Problems to solve:
A - Reproduce word for word the part of the baseball defense piece starting with "In my opinion, defense" and going on through "quantify solid defense.".
B - In the baseball defense piece, which two players are named as rock solid at short for the 2010 Toronto Blue Jays?

Document section:
In my opinion, defense is the most under-appreciated aspect of baseball. Only recently has it started to become popular with fans and GM’s, likely the result of several new statistics that attempt to quantify solid defense.
Good defense is the most important part of the game. Crappy defense means errors, means second chances for batters, means more run scoring opportunities, and ultimately means more losses. I have always appreciated defense over offense, likely because I could never hit as a kid. That explains my love for playing infield and my extreme fascination for Tony Fernandez. It also explains my love for watching baseball live. You never see solid defense on the highlight reel – only spectacular catches, diving stops, or leaps into the stands. Watching a game on TV allows viewers to see the play, but not fully appreciate it. Watching a game live allows you to see a players reaction, his range and route to the ball, and his play making. It allows you to take in the whole play, judge a players instincts as to what base he should throw to, and how the rest of the team adjusts to opposing base runners.
Where am I going with this? Relax – this is not a poetic essay on the value of a solid defender. This is a commentary on the 2010 Toronto Blue Jays. They have been one of the best defensive teams in the league this season. Vernon Wells has recaptured his magic from a few years ago, Alex Gonzalez and now Yunel Escobar have been rock solid at short, Hill and Overbay fantastic on the right side. Team defense has been one of the main reasons behind their strong play. They have been lights out.

Data extract:
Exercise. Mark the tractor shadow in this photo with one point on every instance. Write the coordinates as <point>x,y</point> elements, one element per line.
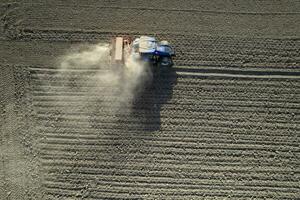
<point>146,110</point>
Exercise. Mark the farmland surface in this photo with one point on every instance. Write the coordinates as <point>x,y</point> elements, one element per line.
<point>222,124</point>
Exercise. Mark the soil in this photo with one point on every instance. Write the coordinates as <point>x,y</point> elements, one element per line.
<point>222,124</point>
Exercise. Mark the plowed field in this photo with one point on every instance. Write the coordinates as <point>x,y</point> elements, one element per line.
<point>222,124</point>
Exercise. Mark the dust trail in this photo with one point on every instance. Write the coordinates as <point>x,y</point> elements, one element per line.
<point>98,86</point>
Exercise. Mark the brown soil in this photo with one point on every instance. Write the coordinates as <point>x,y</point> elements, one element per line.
<point>224,123</point>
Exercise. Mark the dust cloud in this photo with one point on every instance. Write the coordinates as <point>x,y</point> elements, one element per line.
<point>93,84</point>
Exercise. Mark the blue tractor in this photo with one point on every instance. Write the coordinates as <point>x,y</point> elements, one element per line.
<point>150,50</point>
<point>144,48</point>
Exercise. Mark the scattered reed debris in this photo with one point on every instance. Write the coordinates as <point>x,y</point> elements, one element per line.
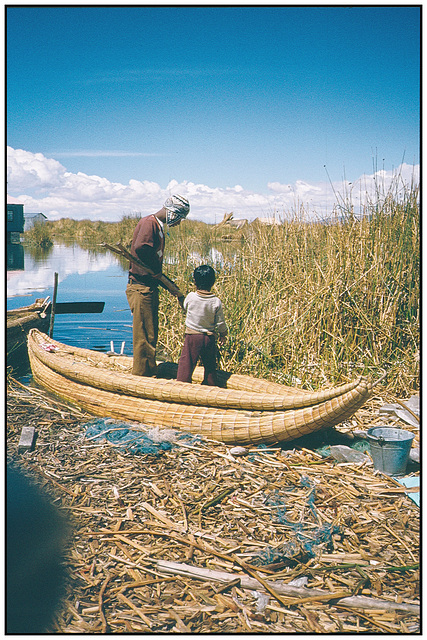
<point>204,539</point>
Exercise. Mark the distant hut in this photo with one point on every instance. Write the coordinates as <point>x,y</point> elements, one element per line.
<point>30,219</point>
<point>14,222</point>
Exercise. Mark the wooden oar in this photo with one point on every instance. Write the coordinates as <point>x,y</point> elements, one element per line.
<point>164,281</point>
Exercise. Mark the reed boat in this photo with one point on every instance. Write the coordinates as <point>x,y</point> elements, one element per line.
<point>243,410</point>
<point>18,324</point>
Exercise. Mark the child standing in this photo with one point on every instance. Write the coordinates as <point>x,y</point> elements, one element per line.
<point>204,316</point>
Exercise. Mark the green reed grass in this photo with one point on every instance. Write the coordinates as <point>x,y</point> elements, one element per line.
<point>306,303</point>
<point>39,235</point>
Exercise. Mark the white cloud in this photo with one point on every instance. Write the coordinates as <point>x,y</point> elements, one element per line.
<point>43,184</point>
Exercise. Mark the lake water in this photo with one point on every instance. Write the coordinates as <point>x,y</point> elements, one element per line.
<point>83,276</point>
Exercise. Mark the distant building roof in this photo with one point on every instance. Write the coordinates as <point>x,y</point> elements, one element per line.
<point>12,200</point>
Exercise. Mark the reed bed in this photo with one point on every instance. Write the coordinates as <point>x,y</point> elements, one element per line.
<point>202,539</point>
<point>307,303</point>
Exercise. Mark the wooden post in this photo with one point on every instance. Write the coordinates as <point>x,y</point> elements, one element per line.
<point>52,312</point>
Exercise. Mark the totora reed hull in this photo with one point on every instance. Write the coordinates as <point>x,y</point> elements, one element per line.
<point>248,411</point>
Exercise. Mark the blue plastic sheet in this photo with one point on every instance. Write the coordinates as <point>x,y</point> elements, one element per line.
<point>305,538</point>
<point>130,440</point>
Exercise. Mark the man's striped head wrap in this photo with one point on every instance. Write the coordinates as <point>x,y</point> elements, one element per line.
<point>177,208</point>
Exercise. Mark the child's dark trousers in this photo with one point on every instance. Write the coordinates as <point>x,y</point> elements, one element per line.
<point>195,346</point>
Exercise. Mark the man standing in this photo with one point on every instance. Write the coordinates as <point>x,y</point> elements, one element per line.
<point>148,245</point>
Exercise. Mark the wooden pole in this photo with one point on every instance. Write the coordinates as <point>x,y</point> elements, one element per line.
<point>52,313</point>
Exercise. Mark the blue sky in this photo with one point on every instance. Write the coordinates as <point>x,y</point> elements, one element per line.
<point>109,109</point>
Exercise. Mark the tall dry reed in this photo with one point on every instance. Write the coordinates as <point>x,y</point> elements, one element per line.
<point>307,303</point>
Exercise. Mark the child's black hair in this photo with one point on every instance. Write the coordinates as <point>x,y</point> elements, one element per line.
<point>204,277</point>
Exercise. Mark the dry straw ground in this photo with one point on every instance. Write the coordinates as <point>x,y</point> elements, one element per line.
<point>150,534</point>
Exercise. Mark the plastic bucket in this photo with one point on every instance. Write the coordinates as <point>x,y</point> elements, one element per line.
<point>390,449</point>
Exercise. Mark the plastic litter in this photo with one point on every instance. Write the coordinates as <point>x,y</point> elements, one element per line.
<point>153,442</point>
<point>262,600</point>
<point>411,482</point>
<point>306,540</point>
<point>238,451</point>
<point>341,453</point>
<point>299,582</point>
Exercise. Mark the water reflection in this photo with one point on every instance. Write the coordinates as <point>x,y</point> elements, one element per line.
<point>92,275</point>
<point>15,257</point>
<point>40,266</point>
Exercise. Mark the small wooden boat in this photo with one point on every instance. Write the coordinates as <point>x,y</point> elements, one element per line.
<point>247,410</point>
<point>37,315</point>
<point>18,323</point>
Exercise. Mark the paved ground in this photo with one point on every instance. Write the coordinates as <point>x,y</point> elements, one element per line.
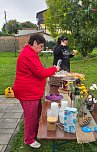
<point>10,116</point>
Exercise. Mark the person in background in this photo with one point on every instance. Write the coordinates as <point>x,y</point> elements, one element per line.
<point>29,86</point>
<point>62,51</point>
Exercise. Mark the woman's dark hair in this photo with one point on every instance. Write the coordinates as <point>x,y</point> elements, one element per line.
<point>61,38</point>
<point>36,37</point>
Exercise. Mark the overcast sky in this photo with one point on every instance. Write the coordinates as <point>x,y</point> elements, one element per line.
<point>21,10</point>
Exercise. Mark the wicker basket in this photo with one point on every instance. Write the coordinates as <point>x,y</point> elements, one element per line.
<point>56,81</point>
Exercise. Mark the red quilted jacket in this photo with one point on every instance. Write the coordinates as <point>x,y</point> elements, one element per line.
<point>31,76</point>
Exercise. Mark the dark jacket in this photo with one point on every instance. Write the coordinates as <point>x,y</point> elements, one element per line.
<point>63,53</point>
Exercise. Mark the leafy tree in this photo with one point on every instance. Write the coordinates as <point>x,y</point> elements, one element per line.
<point>77,19</point>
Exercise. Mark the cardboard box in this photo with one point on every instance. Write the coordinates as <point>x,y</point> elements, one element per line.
<point>70,119</point>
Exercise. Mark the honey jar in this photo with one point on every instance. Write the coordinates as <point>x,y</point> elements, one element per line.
<point>51,123</point>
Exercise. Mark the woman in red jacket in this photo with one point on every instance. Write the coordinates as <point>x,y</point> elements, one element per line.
<point>29,86</point>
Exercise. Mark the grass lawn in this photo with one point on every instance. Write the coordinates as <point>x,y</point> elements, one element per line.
<point>7,75</point>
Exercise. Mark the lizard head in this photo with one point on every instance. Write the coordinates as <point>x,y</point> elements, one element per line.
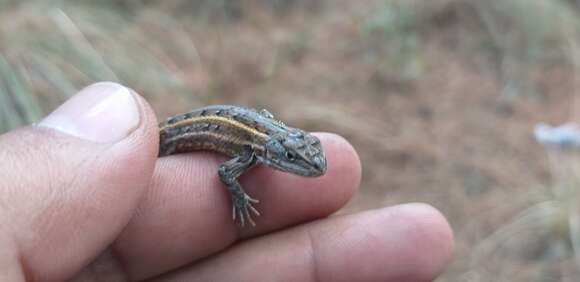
<point>296,152</point>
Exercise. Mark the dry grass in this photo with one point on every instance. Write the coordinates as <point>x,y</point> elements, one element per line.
<point>439,98</point>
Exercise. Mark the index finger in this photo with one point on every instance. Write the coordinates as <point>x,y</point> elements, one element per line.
<point>186,214</point>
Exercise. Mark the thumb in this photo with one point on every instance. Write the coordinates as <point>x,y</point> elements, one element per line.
<point>69,184</point>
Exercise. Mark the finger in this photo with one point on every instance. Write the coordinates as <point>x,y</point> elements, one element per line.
<point>187,213</point>
<point>410,242</point>
<point>71,183</point>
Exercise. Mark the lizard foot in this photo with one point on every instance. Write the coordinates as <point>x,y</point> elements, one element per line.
<point>242,206</point>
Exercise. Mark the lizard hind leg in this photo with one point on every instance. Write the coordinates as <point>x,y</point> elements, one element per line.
<point>242,203</point>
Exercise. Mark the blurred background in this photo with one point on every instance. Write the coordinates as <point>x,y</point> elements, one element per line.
<point>439,97</point>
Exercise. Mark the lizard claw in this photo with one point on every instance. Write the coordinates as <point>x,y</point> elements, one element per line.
<point>241,207</point>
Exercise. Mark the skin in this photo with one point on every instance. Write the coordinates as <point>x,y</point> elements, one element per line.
<point>73,208</point>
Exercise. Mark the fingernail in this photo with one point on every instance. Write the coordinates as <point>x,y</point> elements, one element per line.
<point>103,112</point>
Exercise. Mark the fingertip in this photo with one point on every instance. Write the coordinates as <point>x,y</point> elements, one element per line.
<point>427,233</point>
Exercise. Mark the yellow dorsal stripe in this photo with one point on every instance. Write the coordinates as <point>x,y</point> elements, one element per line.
<point>214,119</point>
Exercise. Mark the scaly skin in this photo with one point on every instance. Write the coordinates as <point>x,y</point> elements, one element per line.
<point>249,137</point>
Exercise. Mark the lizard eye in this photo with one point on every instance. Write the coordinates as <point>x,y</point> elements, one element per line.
<point>290,156</point>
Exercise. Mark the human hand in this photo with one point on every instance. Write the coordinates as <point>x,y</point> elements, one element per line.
<point>84,197</point>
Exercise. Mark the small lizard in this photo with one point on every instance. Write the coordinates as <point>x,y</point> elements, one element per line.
<point>249,137</point>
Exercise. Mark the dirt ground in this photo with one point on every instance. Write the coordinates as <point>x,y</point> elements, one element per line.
<point>439,109</point>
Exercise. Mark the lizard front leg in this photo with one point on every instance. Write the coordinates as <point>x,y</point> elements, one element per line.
<point>229,172</point>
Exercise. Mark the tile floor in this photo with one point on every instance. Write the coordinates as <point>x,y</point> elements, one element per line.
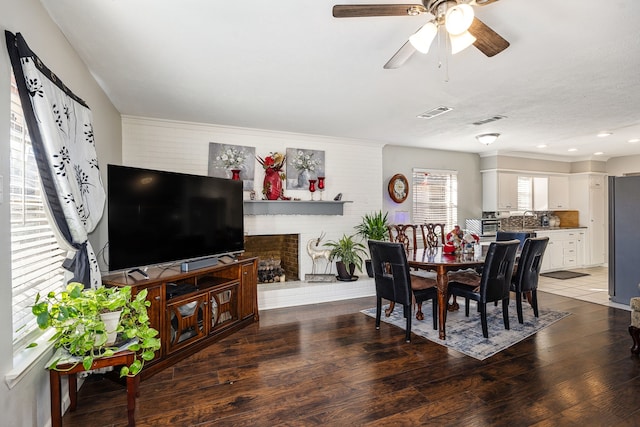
<point>592,288</point>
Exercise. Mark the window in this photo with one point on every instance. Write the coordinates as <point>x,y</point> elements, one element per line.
<point>36,257</point>
<point>435,196</point>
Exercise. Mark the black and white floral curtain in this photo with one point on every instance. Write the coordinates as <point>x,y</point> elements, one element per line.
<point>60,126</point>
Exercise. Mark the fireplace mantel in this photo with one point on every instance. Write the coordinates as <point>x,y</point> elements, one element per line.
<point>294,207</point>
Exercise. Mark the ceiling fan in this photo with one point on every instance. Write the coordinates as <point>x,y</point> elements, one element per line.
<point>456,16</point>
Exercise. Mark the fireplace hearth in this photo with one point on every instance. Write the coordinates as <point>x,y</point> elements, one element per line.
<point>277,256</point>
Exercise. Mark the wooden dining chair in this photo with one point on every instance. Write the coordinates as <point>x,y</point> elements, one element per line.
<point>394,282</point>
<point>407,235</point>
<point>495,282</point>
<point>525,278</point>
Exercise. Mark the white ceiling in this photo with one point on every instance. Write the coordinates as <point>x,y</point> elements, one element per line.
<point>572,70</point>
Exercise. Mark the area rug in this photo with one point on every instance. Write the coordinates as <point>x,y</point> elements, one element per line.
<point>563,274</point>
<point>464,334</point>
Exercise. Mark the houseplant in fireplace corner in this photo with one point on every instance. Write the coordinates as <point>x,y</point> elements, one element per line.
<point>350,254</point>
<point>373,227</point>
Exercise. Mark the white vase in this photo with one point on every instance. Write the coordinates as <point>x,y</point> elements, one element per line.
<point>111,321</point>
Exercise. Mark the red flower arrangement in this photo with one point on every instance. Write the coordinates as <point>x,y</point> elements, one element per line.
<point>274,161</point>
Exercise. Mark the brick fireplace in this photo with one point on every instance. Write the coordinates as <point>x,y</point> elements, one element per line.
<point>271,250</point>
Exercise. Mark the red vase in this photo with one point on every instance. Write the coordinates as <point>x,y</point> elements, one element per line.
<point>272,185</point>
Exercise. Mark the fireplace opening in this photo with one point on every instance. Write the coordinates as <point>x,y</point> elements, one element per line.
<point>277,256</point>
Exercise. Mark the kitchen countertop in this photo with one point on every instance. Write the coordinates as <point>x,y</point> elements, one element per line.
<point>535,229</point>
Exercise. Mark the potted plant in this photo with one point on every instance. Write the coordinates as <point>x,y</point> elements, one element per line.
<point>77,316</point>
<point>373,227</point>
<point>350,254</point>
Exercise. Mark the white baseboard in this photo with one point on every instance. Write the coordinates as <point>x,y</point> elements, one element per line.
<point>290,294</point>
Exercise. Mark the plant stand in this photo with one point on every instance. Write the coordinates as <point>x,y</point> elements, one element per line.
<point>71,368</point>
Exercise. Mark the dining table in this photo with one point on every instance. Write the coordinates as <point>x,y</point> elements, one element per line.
<point>435,259</point>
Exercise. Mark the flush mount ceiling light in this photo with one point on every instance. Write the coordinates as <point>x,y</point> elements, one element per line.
<point>487,138</point>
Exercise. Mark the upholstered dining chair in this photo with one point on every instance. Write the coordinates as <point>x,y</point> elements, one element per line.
<point>525,277</point>
<point>521,236</point>
<point>495,282</point>
<point>394,283</point>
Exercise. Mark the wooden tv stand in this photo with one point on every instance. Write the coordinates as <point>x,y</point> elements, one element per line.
<point>192,309</point>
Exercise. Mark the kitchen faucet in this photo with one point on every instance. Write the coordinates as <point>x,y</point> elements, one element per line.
<point>524,215</point>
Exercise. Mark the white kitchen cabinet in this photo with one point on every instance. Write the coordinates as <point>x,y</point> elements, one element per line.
<point>558,192</point>
<point>587,196</point>
<point>499,191</point>
<point>564,250</point>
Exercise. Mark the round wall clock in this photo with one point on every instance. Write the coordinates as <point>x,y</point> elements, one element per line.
<point>398,188</point>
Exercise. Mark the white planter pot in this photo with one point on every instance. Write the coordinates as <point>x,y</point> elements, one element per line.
<point>111,321</point>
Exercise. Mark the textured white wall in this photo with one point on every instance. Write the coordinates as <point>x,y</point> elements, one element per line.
<point>353,168</point>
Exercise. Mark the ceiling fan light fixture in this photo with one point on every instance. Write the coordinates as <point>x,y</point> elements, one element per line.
<point>460,42</point>
<point>421,40</point>
<point>487,138</point>
<point>458,19</point>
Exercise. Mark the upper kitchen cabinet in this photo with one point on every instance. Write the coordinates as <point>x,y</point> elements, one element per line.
<point>499,191</point>
<point>558,192</point>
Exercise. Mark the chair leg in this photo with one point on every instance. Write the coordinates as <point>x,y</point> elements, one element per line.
<point>519,306</point>
<point>435,312</point>
<point>419,314</point>
<point>483,319</point>
<point>407,314</point>
<point>505,312</point>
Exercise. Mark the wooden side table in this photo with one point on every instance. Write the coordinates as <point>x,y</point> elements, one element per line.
<point>70,369</point>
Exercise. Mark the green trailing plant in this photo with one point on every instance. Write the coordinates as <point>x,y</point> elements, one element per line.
<point>75,315</point>
<point>347,250</point>
<point>373,226</point>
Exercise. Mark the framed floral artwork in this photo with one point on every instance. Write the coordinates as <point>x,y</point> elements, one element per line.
<point>303,165</point>
<point>224,158</point>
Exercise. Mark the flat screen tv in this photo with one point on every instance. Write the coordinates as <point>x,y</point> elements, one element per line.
<point>158,217</point>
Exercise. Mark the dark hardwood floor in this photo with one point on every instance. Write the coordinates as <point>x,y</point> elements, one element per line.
<point>326,364</point>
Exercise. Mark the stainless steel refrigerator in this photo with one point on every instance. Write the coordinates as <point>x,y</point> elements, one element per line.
<point>624,238</point>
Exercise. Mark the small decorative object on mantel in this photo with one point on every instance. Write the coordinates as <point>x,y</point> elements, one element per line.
<point>398,188</point>
<point>272,185</point>
<point>321,185</point>
<point>232,161</point>
<point>303,165</point>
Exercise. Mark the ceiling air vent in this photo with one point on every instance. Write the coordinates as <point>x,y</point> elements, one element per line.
<point>489,120</point>
<point>435,112</point>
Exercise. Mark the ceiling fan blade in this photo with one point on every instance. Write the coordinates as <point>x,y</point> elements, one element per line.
<point>401,56</point>
<point>487,41</point>
<point>360,10</point>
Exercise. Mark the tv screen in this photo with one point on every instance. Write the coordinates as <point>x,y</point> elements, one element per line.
<point>158,217</point>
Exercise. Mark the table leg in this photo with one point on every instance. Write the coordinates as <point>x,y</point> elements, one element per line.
<point>442,283</point>
<point>132,392</point>
<point>56,410</point>
<point>73,391</point>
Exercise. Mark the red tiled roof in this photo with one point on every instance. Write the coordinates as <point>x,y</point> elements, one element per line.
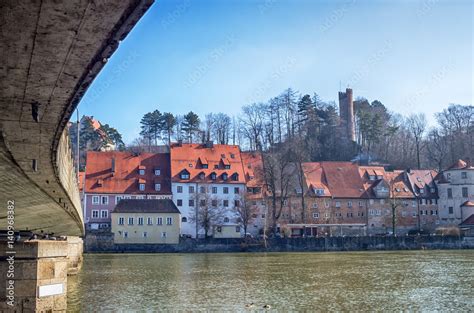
<point>343,180</point>
<point>460,165</point>
<point>468,204</point>
<point>125,178</point>
<point>82,176</point>
<point>468,221</point>
<point>253,168</point>
<point>186,157</point>
<point>314,176</point>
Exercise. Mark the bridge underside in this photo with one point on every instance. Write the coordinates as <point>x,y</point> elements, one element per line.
<point>51,51</point>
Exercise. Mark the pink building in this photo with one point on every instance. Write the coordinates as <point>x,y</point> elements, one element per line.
<point>113,175</point>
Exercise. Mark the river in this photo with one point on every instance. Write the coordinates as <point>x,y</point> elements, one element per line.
<point>342,281</point>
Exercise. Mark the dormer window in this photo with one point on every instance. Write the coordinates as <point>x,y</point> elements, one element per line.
<point>184,175</point>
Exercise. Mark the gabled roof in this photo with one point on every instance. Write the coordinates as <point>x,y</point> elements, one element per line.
<point>343,180</point>
<point>190,157</point>
<point>124,180</point>
<point>314,176</point>
<point>146,206</point>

Answer list:
A -
In my opinion, defense is the most under-appreciated aspect of baseball. Only recently has it started to become popular with fans and GM’s, likely the result of several new statistics that attempt to quantify solid defense.

B - Alex Gonzalez and Yunel Escobar.